WHAT IS NEEDED
Copy out, word for word, the stretch of the piece on Jason Kenney's COVID-19 news conferences from "As the fourth" through "rambling news conferences.".

TEXT
+-------+

Jason Kenney at his Sept. 30 press conference. (Video still)
Jason Kenney at his Sept. 30 press conference. (Video still)

All direct employees of the Alberta government will now be required to be fully vaccinated against COVID-19 or provide regular negative test results, Premier Jason Kenney announced yesterday.

Umm… That’s it. 

Of course, that’s not just it.

As the fourth wave of COVID-19 has grown more severe in Alberta, with startling daily death tolls and a growing sense of profound public unease, and as the United Conservative Party grows more obviously disunited over what approach should be taken to getting the situation under control, a troubling pattern has emerged with Premier Kenney’s increasingly incoherent, ill-prepared and rambling news conferences. 

First, in the morning, rumours begin to circulate on social media that a major announcement will be made by the government that afternoon. Seemingly well informed individuals confidently predict what will be discussed. 

Yesterday, it was rumoured Premier Kenney would announce tough restrictions on social and business interactions to finally get the crisis under control, to take effect on Monday. 

Then we hear that the Cabinet, the UCP caucus, or the Cabinet COVID Committee — which for some reason the premier insists on calling the COVID Cabinet Committee — is meeting. The meeting goes on and on.

Yesterday it was a meeting of the C3 Committee.

With bated breath, we sit down at our computers at 3:30 p.m. and await the news with hope or despair, depending on which side of the culture war wracking Alberta we occupy. 

Then comes the announcement, and it is something completely different from what had been anticipated. The premier’s delivery seems shifty. There’s a lot of gaslighting, and many defensive statements in response to journalists’ questions. 

Yesterday the topic of the news conference was that the 25,000 members of the civil service would have to get their vaccinations if they wanted to come to work. Either that, or they could take a COVID test and pay for it themselves. None of this will be required until Nov. 30.

+-------+

ENTRIES SUPPLIED
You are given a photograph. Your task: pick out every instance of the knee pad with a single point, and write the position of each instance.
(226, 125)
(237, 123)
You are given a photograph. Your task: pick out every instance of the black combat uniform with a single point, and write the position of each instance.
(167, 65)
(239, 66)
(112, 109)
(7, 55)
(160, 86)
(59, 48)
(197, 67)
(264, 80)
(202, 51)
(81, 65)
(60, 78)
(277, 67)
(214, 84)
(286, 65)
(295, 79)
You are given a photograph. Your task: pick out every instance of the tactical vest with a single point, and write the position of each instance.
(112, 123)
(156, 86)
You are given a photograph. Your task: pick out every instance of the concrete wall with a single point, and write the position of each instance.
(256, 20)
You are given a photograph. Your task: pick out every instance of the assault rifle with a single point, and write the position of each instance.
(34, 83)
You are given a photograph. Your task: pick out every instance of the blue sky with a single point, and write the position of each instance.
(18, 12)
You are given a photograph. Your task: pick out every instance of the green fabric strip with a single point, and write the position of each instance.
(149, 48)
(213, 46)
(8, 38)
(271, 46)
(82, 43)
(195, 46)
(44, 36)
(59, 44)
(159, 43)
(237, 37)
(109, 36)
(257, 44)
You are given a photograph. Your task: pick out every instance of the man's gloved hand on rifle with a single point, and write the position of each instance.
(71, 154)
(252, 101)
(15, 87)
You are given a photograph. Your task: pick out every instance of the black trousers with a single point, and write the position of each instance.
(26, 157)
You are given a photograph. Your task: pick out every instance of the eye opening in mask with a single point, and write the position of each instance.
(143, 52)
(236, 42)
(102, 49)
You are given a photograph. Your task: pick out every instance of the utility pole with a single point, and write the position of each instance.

+-------+

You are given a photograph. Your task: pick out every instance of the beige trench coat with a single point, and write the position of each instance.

+-------+

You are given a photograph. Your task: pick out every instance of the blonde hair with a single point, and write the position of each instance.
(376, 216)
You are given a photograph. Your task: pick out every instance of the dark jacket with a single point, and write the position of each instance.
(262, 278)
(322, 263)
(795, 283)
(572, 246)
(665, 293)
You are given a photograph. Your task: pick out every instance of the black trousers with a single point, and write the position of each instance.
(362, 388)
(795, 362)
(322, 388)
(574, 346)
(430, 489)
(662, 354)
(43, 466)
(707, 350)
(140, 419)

+-------+

WRITTEN SOLUTION
As the fourth wave of COVID-19 has grown more severe in Alberta, with startling daily death tolls and a growing sense of profound public unease, and as the United Conservative Party grows more obviously disunited over what approach should be taken to getting the situation under control, a troubling pattern has emerged with Premier Kenney’s increasingly incoherent, ill-prepared and rambling news conferences.